(Text provided Opens)

Diversifying global manufacturing increases competition and reduces prices, helping governments do more with their existing health budgets, and equipping them to secure better access to tests, treatments, and vaccines at affordable prices that meet current and future demand.

Despite these benefits, which will have short- and long-term effects on people’s health and living standards worldwide, the U.K., along with other high-income governments, is staunchly opposing the waiver. Instead, it is supporting a watered down “non-waiver” alternative in the ongoing negotiations in Geneva undermining even the little room TRIPS allows for governments to issue compulsory licenses.

The alternative does not waive complex intellectual property rules, but merely clarifies how governments can issue compulsory licenses for patents, already permitted within TRIPS. In doing so, the suggested alternative is introducing more cumbersome rules, none of which are required under TRIPS. These additional rules would make an already complex global regime more unwieldy.

And while the proposed alternative would cover COVID-19 vaccines, it seeks to postpone decisions about whether COVID-19 tests and treatments should be included.

Instead, the U.K. should ensure that any outcome at WTO is a genuine waiver of intellectual property rules that impede wider access to tests, treatments, and vaccines.  

The U.K.’s obstructive role is coming at a time when the omicron virus variant and its subvariants are fast spreading to more countries. Since the onset of the pandemic, some 15 million people have died due to COVID-19. Fewer than 18% of people in low-income countries have received even one dose of any vaccine. In May, new COVID-19 weekly infections increased in many parts of the world. Weekly deaths in the African region jumped by 48%.

Let’s look at COVID-19 testing. Domestically, the U.K. government stopped distributing free rapid COVID-19 tests on April 1, drawing widespread criticism. The health and economic ramifications of this regressive move, especially on those living in poverty and people with disabilities, are yet to be fully researched, but could be severe.

Access to testing in many parts of the world is far worse. Huge disparities in testing have been a continuing feature of the pandemic. The World Health Organization last October found that 6 out of 7 COVID-19 infections in Africa go undetected. Only 70 million COVID-19 tests had been administered on the African continent with a population of 1.3 billion people, while the U.K. had conducted over 280 million tests in a population less than 10% that size.  

To both improve its own COVID-19 testing and testing in other countries, the U.K. should support the waiver to remove intellectual property rules that may lead to higher test prices or that impedes competition. The costs of opposing the waiver and introducing additional rules that undermine the flexibility governments have under TRIPS are significant for the U.K. as well as other countries, especially LMICs.

While spending cuts this year have already hurt low-income households in the U.K., the country has also cut funding for overseas assistance work that affects the ability of LMICs to address COVID-19 and tackle ongoing crises brought on by inflation and higher food and fuel costs.  

Last July, the British government cut its aid budget from 0.7% to 0.5% of its gross national income. More recently, the U.K. halved its contribution to the World Bank’s International Development Association.

These aid cuts make it more important for the U.K. and other high-income countries to support the original waiver proposal, which would help drive down costs, and is especially important to do as the world reels with inflation and a historically high debt crisis.

The U.K. Parliament and the U.K. public should urge the government to reverse course at WTO and work to make tests, treatments, and vaccines more widely available and affordable as new COVID-19 virus variants emerge.

No one country’s people and economy can be fully protected until all countries have the tools to protect themselves against this infectious mutating virus. It bears repeating again and again — the pandemic and its impacts are not over.

(Text provided Closes)
(Information given Opens)

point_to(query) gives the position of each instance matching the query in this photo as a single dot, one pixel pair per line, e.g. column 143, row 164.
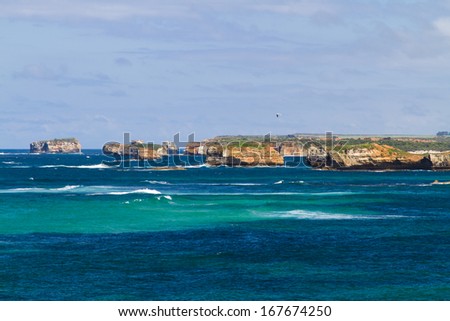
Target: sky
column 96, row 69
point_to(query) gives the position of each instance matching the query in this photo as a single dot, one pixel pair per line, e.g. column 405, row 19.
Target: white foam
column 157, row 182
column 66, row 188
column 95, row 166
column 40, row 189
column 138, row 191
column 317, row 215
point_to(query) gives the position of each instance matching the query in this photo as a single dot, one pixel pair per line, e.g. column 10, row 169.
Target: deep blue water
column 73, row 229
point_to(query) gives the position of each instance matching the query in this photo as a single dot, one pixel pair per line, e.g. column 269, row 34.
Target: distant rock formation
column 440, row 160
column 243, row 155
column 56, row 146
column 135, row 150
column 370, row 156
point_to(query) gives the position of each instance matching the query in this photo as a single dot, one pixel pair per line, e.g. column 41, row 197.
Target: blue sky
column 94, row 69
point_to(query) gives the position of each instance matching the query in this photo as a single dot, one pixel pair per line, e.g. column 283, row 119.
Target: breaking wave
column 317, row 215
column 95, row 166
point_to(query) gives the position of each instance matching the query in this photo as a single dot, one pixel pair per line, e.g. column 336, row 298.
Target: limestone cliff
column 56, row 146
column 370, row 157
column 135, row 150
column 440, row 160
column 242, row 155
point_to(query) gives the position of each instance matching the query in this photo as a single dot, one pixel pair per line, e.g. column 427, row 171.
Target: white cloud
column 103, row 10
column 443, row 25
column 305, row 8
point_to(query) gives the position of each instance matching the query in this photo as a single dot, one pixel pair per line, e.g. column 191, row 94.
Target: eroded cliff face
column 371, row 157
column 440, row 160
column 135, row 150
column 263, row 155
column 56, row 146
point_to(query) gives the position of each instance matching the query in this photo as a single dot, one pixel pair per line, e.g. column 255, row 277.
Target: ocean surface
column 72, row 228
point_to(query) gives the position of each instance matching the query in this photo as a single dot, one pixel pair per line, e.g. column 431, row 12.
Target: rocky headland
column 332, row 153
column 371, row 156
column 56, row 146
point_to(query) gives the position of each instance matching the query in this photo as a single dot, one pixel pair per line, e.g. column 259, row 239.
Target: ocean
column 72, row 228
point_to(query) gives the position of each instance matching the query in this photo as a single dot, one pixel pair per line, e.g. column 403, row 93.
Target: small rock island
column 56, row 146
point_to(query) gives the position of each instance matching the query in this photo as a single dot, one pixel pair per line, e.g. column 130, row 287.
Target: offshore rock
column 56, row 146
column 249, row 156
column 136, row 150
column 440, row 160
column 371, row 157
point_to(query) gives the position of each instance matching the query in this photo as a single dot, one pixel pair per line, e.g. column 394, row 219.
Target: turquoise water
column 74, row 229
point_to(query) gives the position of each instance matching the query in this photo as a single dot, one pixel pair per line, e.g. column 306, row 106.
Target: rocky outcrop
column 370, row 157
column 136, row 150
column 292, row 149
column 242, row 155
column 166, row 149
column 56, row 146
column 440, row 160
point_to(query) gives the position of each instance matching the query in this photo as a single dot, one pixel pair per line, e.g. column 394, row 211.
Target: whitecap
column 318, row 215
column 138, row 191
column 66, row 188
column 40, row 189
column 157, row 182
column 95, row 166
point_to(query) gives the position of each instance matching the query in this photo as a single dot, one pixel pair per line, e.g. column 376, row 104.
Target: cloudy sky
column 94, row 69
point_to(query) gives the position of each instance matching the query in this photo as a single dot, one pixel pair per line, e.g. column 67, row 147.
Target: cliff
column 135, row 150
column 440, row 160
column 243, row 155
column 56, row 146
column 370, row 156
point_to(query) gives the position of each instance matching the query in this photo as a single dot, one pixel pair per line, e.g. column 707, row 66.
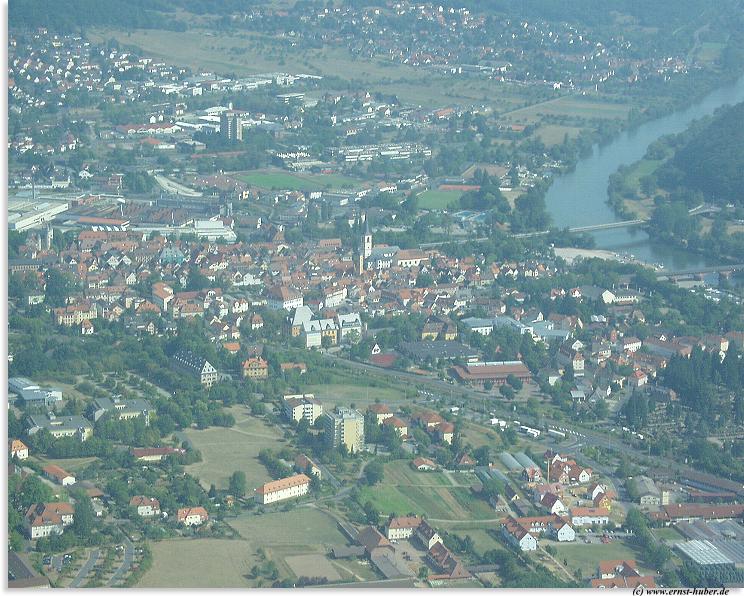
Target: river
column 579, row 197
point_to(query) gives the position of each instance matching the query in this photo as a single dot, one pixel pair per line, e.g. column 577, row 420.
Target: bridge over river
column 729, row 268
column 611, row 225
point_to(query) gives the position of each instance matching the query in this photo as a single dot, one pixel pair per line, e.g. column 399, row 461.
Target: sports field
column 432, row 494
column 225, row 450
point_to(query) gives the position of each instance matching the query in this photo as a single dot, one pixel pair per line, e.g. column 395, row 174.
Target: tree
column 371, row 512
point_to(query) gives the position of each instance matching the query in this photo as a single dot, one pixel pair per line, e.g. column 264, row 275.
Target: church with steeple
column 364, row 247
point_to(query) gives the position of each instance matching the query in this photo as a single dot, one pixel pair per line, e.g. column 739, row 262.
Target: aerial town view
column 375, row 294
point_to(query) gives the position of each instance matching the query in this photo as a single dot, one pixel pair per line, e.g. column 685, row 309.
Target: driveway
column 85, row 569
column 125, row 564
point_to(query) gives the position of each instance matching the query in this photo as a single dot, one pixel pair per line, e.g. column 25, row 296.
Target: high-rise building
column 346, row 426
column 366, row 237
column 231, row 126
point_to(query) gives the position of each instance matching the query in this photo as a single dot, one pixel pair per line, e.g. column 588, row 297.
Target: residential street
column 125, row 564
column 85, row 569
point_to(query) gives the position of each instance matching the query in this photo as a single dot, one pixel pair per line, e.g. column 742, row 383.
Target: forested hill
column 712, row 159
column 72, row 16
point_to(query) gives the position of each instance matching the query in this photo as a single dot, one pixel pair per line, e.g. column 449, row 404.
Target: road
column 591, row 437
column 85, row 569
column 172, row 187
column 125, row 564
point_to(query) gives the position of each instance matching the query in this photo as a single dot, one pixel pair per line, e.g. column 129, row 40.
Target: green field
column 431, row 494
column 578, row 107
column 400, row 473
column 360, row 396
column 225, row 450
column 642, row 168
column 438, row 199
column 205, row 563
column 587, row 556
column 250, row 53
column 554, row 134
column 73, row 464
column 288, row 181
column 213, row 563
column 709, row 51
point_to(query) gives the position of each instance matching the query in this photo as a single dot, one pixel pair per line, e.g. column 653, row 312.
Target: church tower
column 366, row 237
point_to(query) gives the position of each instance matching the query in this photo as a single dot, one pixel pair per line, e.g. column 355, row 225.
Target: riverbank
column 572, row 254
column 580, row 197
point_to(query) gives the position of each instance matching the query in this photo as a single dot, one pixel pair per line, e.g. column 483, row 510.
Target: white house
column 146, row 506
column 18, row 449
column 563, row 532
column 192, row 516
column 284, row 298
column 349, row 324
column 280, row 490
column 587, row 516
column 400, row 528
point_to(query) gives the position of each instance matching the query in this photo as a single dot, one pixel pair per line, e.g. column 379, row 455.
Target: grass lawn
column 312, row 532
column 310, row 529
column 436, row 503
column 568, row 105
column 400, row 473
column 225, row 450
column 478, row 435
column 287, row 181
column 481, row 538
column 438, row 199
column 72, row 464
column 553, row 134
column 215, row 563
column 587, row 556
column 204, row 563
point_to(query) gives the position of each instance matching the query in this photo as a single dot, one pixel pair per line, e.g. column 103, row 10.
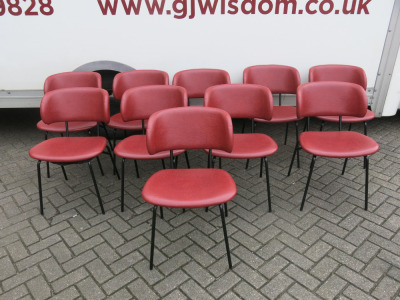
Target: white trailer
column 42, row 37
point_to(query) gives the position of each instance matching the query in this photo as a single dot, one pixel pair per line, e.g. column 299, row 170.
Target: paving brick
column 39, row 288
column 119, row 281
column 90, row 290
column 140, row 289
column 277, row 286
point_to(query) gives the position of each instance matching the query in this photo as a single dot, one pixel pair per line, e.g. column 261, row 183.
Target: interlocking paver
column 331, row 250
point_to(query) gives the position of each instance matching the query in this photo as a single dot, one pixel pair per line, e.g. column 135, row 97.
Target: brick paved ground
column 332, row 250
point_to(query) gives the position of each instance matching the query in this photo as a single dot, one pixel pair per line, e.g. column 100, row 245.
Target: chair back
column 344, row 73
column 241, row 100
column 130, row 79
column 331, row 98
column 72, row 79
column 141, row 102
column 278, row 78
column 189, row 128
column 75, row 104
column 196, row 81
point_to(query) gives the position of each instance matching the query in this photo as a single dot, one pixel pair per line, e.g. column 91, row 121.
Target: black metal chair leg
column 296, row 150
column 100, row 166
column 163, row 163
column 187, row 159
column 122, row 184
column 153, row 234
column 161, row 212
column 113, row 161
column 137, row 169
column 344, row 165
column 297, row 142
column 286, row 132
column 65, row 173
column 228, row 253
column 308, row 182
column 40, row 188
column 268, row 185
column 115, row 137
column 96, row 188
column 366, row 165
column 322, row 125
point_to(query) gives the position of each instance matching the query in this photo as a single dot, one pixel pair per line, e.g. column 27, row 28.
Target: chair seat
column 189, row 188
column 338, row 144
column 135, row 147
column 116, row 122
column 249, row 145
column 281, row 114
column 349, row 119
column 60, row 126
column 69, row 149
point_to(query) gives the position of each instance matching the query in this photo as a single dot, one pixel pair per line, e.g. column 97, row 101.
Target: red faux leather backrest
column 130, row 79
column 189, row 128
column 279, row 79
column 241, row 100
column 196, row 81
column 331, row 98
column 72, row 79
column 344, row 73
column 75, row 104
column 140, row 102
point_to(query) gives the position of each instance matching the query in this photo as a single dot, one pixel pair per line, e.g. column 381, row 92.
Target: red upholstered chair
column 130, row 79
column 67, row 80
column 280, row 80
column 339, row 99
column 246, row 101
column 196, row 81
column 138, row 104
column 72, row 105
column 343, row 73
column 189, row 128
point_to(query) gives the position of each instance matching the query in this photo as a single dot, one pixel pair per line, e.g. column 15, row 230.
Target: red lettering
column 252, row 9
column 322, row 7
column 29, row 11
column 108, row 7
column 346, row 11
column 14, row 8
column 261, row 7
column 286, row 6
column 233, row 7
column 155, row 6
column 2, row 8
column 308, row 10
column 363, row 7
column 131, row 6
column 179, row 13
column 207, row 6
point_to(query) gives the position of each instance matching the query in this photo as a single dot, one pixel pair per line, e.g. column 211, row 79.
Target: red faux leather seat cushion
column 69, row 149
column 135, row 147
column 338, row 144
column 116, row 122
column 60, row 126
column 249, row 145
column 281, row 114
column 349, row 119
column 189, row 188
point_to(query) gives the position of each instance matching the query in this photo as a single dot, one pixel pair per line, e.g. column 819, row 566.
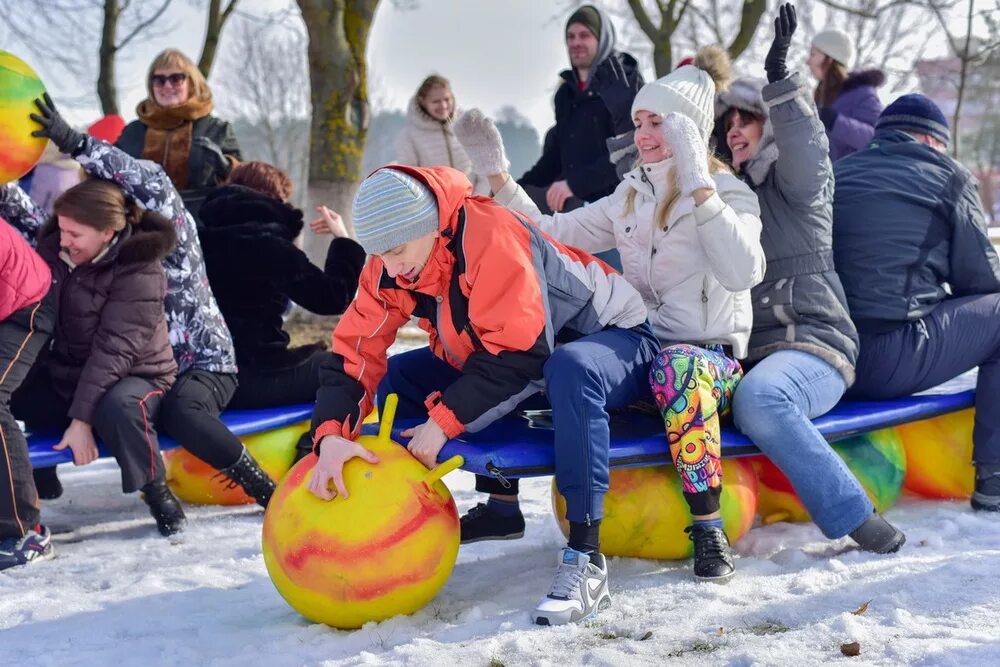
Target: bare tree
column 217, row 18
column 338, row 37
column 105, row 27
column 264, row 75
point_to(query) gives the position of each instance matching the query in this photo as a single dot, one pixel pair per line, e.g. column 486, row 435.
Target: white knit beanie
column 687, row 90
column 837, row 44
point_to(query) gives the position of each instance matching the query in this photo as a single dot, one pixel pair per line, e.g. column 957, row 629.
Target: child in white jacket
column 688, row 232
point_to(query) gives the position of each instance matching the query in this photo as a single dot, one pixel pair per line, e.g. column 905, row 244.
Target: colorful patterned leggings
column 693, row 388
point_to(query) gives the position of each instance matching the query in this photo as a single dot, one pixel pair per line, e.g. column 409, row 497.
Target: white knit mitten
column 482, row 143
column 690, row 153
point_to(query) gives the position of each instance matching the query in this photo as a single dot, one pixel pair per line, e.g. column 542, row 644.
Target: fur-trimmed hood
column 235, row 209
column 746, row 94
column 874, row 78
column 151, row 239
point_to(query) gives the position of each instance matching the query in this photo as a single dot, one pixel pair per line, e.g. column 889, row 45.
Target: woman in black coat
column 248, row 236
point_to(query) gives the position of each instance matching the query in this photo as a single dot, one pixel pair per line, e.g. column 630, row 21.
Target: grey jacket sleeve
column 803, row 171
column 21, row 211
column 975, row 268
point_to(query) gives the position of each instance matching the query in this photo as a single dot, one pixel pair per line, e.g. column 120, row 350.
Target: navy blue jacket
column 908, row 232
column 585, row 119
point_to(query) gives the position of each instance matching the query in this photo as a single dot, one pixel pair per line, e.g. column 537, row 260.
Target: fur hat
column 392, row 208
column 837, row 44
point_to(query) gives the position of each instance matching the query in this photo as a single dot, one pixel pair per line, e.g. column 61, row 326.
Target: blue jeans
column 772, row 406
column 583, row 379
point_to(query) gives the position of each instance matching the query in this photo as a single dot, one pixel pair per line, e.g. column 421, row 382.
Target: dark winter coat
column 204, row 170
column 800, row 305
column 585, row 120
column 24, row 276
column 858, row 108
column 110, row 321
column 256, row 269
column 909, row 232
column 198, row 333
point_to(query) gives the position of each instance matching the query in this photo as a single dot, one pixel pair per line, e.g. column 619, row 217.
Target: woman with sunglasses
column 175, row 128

(Information given Closes)

Actions to take
(1) Reproduce the passage on the TRIPS waiver from "To both improve" to "and fuel costs.".
(2) Decide whether each statement agrees with the passage on the TRIPS waiver, answering yes or no and quoting the words that decide it: (a) The U.K. government stopped distributing free rapid COVID-19 tests on April 1. (b) The British government cut its aid budget from 0.7% to 0.3% of its gross national income. (c) The proposed alternative would cover COVID-19 tests and treatments as well as vaccines.

Solutions by task
(1)
To both improve its own COVID-19 testing and testing in other countries, the U.K. should support the waiver to remove intellectual property rules that may lead to higher test prices or that impedes competition. The costs of opposing the waiver and introducing additional rules that undermine the flexibility governments have under TRIPS are significant for the U.K. as well as other countries, especially LMICs.

While spending cuts this year have already hurt low-income households in the U.K., the country has also cut funding for overseas assistance work that affects the ability of LMICs to address COVID-19 and tackle ongoing crises brought on by inflation and higher food and fuel costs.

(2)
(a) Yes: "the U.K. government stopped distributing free rapid COVID-19 tests on April 1"
(b) No: "the British government cut its aid budget from 0.7% to 0.5% of its gross national income"
(c) No: "it seeks to postpone decisions about whether COVID-19 tests and treatments should be included"